Exercise text:

Using Vagrant in Production

After presenting on 'Fearless Development with Drush, Vagrant and Aegir' at DrupalCamp Montreal, I was approached about a rather interesting project. It involved synchronizing data between a couple dozen Drupal sites running on Windows systems. To be able to better manage the Drupal components on these systems, we decided to deploy Aegir on Vagrant-based virtual machines (VMs). While Vagrant is generally considered a tool for development and testing, in this case, it made sense to use it in a limited production setting.

We're only part way into this project, so there'll likely be a follow-up post describing the details of data synchronization component. But so far, we've implemented a fairly robust technique for managing lots of remote systems, automatically deploying new Drupal code-bases, and updating applications (sites) accordingly.

Background

The company in question maintains a fleet of a couple dozen mobile laboratories mounted in trailers. These are dispatched to client sites, which are often very remote. This can result in partial or complete interruption of Internet connectivity for days or weeks at a time. However, these satellite labs need to be able to synchronize data regularly with a central hub.

The data in question is not that produced by the lab equipment itself, which can grow well into the gigabytes, and gets transported via large-capacity removable media. Rather it is information about this data, which tends to be relatively small, on the order of a few MBs. Due to their frequent lack of connectivity, this meta-data will need to be transported via USB key, and sync'ed with the hub manually.

Both the hub and the application collecting this meta-data are built on Drupal. The hub functions essentially as an ERP for them, collecting data on the work they're doing with their various clients. One challenge we faced, however, was that the mobile labs are equipped with Windows PCs, making for a less-than-ideal hosting environment. Another challenge was that the operators of these systems, while experts in their field, could not be relied on to install or debug these applications, and so just about everything had to be fully automated.

Enter Vagrant, YAML and Puppet

While not quite as full-featured on Windows (e.g., limited availability of ssh), Vagrant provides a relatively simple command-line interface, and native support of provisioning tools such as Puppet. For those familiar with Ruby, Vagrant's configuration file, a Vagrantfile, is a great way to centralize project-specific setup. On the other hand, Ruby is fairly foreign to most Drupal developers, who are generally more comfortable with PHP.

Assigned task a: In the page on using Vagrant in production, how does the meta-data get from the mobile labs to the central hub?
The rows have no connection to the page on using Vagrant in production.

Provided entries:

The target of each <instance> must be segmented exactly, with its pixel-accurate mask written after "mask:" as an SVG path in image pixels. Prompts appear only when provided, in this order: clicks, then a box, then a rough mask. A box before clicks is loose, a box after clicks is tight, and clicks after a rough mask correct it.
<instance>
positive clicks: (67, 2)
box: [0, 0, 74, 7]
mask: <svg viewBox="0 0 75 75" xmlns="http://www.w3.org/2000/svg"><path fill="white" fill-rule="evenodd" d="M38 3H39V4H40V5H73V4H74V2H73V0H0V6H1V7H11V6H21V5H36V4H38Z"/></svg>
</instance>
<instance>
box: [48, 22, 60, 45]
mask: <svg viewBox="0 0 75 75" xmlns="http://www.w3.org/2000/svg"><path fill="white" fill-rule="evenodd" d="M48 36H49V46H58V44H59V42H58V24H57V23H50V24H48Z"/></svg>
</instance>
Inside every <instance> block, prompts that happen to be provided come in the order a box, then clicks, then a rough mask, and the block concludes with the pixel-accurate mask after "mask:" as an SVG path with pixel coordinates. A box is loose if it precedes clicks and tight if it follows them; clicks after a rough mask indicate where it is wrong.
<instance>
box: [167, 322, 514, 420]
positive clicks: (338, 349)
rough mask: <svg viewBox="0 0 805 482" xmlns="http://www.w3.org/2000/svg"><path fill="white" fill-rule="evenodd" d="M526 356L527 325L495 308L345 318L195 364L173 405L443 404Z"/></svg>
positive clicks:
==
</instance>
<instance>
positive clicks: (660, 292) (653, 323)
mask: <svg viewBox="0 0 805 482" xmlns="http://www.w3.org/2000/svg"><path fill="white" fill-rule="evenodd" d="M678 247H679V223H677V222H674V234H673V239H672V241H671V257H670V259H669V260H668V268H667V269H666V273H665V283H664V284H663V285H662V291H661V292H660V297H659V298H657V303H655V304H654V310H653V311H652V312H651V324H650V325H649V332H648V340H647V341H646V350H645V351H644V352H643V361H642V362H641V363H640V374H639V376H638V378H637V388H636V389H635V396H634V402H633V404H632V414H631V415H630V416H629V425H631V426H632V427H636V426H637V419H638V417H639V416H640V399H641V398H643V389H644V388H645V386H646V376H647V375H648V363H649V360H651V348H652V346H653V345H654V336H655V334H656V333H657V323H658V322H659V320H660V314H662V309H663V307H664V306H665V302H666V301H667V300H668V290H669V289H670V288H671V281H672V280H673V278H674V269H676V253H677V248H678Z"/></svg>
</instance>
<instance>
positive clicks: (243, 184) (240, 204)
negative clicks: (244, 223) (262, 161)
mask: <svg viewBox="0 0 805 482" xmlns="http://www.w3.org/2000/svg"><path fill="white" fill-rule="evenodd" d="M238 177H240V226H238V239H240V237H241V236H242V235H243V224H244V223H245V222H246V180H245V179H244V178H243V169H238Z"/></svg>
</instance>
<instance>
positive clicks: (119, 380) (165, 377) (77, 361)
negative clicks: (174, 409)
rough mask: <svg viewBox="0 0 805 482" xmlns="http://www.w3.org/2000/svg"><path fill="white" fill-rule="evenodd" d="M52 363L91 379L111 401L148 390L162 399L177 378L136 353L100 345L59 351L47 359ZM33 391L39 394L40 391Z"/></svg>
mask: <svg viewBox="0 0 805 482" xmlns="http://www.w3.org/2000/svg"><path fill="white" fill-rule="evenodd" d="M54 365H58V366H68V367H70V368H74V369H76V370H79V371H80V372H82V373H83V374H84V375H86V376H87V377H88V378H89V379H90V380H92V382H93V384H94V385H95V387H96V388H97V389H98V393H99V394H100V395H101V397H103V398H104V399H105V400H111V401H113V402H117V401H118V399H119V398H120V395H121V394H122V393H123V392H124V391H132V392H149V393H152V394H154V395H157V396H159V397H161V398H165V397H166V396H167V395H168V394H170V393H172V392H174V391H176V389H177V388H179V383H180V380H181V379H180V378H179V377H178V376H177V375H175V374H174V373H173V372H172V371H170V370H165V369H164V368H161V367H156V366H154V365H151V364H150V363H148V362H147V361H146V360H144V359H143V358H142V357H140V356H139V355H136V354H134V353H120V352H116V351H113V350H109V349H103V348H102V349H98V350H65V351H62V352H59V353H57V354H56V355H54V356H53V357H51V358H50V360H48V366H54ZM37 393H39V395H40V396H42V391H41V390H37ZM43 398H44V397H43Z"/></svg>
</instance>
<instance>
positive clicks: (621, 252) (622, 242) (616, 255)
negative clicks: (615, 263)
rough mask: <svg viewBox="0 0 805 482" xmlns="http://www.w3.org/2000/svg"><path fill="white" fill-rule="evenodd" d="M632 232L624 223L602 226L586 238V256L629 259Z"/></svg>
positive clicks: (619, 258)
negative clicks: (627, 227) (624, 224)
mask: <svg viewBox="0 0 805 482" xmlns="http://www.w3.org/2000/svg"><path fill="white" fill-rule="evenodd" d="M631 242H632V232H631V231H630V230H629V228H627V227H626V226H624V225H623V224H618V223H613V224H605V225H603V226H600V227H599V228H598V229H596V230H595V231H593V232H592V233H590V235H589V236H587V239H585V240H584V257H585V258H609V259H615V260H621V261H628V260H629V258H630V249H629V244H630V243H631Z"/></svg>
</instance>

Assigned task b: Count the lines of the rows that contain the string "negative".

Answer a: It is carried on a USB key and synced with the hub manually.

Answer b: 4